Your assignment
Among the entries that follow, the required portion opens with the line containing "193L423 198L431 197L435" and closes with the line containing "box: [0, 166, 35, 215]". Give that portion again exactly, and nothing else.

Stored data
►

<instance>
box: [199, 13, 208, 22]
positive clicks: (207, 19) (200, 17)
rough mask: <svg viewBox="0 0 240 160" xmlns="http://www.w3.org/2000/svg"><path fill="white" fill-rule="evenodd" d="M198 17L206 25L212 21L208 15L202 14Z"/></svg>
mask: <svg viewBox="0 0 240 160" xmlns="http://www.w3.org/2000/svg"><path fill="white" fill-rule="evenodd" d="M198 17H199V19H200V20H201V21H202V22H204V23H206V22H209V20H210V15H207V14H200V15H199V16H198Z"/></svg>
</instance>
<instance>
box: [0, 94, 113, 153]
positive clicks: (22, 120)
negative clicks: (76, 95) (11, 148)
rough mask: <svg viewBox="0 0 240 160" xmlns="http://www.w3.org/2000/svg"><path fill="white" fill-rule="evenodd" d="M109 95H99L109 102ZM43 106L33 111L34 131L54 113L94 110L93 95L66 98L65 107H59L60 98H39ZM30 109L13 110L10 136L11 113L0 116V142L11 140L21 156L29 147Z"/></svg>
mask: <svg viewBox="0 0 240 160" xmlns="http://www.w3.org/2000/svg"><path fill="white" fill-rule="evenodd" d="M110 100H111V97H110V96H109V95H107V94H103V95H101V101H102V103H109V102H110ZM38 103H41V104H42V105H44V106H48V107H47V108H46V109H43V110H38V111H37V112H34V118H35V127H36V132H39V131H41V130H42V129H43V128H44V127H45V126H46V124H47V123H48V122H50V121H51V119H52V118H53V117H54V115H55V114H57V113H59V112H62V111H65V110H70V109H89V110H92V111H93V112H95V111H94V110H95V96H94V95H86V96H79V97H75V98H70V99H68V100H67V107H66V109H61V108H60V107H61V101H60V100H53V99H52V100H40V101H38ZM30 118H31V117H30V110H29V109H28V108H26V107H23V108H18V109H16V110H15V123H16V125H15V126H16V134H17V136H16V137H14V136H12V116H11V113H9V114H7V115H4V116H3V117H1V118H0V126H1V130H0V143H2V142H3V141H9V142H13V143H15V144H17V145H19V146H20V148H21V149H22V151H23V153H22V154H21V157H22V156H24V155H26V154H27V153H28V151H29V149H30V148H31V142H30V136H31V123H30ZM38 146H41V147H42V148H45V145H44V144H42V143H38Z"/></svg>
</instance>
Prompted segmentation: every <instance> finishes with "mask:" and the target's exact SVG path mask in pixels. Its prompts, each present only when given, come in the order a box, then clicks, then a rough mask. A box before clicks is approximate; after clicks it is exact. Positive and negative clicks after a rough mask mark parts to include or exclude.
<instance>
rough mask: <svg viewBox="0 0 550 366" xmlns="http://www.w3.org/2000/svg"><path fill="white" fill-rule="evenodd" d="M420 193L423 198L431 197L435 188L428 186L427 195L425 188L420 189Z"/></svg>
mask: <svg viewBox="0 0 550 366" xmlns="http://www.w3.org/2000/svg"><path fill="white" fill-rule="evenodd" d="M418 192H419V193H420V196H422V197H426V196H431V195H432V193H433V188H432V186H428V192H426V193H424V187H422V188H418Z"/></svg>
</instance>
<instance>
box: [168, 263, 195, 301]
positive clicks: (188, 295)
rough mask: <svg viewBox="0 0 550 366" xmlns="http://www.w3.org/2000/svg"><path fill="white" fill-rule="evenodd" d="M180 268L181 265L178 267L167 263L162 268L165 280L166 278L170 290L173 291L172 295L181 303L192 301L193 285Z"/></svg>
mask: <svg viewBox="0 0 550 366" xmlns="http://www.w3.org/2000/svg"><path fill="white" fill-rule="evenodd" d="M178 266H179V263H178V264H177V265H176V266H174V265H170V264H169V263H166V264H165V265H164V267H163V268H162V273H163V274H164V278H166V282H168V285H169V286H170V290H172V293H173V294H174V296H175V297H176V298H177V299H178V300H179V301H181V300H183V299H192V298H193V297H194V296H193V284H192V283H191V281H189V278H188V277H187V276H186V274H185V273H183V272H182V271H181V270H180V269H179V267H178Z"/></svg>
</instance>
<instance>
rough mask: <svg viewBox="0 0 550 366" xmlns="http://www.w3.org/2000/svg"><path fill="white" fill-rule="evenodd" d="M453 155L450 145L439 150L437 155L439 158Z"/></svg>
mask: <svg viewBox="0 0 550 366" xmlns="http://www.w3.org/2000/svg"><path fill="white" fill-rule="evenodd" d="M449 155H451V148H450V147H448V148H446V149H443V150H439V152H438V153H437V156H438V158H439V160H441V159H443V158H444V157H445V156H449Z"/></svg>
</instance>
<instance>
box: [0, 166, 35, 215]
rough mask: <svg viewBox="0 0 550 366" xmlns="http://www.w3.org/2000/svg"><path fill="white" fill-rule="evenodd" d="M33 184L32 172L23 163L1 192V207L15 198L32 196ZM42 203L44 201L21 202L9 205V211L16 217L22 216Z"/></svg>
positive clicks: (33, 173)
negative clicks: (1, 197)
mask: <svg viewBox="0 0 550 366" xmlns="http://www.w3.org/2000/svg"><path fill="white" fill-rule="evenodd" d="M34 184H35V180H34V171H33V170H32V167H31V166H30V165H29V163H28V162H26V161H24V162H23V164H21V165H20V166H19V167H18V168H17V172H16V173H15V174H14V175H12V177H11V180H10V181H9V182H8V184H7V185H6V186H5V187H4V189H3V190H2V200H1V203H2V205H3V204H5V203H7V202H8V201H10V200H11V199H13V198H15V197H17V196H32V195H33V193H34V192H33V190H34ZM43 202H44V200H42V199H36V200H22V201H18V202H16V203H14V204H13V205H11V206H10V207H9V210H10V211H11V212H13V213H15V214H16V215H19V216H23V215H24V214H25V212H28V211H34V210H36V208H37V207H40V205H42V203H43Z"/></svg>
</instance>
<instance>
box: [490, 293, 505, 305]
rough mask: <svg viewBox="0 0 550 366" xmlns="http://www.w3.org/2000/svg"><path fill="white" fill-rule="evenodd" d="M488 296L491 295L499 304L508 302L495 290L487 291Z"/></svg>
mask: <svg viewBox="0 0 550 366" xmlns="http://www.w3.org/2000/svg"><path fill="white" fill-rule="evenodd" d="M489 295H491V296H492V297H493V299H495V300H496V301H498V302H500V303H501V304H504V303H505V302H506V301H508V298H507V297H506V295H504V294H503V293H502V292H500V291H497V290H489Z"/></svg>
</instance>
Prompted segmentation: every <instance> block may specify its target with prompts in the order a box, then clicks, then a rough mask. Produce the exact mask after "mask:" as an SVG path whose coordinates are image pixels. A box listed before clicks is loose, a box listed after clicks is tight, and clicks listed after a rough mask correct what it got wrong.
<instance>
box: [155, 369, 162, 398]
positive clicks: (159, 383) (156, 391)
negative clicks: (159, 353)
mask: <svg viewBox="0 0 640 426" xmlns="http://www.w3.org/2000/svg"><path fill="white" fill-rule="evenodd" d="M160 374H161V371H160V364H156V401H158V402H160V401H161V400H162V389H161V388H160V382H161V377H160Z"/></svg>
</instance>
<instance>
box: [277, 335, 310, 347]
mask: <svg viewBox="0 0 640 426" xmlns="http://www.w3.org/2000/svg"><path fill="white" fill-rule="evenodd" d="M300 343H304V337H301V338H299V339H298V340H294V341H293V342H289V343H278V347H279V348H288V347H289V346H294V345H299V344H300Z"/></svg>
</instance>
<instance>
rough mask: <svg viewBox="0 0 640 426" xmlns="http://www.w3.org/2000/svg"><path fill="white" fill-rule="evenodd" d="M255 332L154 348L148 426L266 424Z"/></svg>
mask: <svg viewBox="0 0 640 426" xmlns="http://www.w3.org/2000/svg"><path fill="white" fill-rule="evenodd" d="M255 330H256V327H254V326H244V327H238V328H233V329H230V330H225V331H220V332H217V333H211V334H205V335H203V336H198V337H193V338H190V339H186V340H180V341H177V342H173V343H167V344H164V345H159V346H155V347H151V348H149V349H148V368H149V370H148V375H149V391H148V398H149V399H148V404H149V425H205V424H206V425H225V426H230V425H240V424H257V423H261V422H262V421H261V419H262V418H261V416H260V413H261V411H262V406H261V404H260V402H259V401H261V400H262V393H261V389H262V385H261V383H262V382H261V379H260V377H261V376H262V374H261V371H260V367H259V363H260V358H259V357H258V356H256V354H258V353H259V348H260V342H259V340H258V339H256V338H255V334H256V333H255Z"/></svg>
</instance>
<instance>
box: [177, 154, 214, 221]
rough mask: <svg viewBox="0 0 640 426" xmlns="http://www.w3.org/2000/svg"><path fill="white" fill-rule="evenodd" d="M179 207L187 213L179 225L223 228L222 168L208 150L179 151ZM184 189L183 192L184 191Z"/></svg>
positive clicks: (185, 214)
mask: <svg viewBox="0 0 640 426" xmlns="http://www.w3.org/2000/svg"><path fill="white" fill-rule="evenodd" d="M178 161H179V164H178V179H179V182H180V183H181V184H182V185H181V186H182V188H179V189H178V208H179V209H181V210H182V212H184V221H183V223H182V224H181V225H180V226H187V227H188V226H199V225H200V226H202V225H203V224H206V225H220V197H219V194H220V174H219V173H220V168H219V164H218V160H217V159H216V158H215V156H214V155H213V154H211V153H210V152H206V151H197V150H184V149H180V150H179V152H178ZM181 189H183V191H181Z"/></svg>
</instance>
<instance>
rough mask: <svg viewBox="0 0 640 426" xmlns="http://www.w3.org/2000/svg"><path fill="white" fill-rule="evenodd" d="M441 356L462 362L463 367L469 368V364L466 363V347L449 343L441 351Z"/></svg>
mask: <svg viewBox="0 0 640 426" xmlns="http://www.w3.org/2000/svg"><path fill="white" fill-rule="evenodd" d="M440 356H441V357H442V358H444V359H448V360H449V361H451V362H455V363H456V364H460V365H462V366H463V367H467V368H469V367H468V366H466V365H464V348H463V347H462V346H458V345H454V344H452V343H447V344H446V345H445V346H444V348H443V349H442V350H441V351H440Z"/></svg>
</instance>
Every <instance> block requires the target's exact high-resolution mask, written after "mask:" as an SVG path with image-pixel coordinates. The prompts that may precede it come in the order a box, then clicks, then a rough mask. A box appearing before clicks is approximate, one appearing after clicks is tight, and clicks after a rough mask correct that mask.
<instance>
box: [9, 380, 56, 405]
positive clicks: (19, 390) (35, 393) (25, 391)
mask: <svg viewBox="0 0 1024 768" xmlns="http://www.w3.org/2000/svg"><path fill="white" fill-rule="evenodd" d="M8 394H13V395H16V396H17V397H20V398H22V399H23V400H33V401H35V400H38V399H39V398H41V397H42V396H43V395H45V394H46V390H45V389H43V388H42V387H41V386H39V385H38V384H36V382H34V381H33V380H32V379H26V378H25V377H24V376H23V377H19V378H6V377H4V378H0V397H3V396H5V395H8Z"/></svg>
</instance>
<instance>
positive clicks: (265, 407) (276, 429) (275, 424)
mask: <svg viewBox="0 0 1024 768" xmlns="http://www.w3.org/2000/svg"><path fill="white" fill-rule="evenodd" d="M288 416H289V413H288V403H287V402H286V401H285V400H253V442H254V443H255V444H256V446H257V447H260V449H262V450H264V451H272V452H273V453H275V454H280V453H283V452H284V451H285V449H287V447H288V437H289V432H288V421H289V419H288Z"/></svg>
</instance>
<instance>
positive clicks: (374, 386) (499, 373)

◄

Response box
rough mask: <svg viewBox="0 0 550 366" xmlns="http://www.w3.org/2000/svg"><path fill="white" fill-rule="evenodd" d="M420 193L423 198L431 197L435 188L428 186L427 195L425 188L420 189Z"/></svg>
mask: <svg viewBox="0 0 550 366" xmlns="http://www.w3.org/2000/svg"><path fill="white" fill-rule="evenodd" d="M418 192H419V193H420V196H422V197H426V196H431V195H432V193H433V188H432V186H428V192H426V193H424V187H422V188H418Z"/></svg>
</instance>
<instance>
box: [168, 263, 195, 301]
positive clicks: (188, 295)
rough mask: <svg viewBox="0 0 550 366" xmlns="http://www.w3.org/2000/svg"><path fill="white" fill-rule="evenodd" d="M180 268L181 265L178 267L167 263L162 268L165 280L166 278L170 290L173 291L172 295L181 303L192 301L193 285Z"/></svg>
mask: <svg viewBox="0 0 550 366" xmlns="http://www.w3.org/2000/svg"><path fill="white" fill-rule="evenodd" d="M178 266H179V263H178V264H177V265H176V266H174V265H170V264H169V263H166V264H165V265H164V267H163V268H162V273H163V274H164V278H166V282H168V285H169V286H170V290H172V293H173V294H174V296H175V297H176V298H177V299H178V300H179V301H181V300H183V299H192V298H193V297H194V296H193V284H192V283H191V281H189V278H188V277H187V276H186V274H185V273H183V272H182V271H181V270H180V269H179V267H178Z"/></svg>
</instance>
<instance>
rough mask: <svg viewBox="0 0 550 366" xmlns="http://www.w3.org/2000/svg"><path fill="white" fill-rule="evenodd" d="M453 155L450 145L439 150L437 155L439 158Z"/></svg>
mask: <svg viewBox="0 0 550 366" xmlns="http://www.w3.org/2000/svg"><path fill="white" fill-rule="evenodd" d="M449 155H451V148H450V147H448V148H446V149H443V150H439V152H438V153H437V156H438V158H439V160H441V159H443V158H444V157H445V156H449Z"/></svg>
</instance>
<instance>
box: [0, 166, 35, 215]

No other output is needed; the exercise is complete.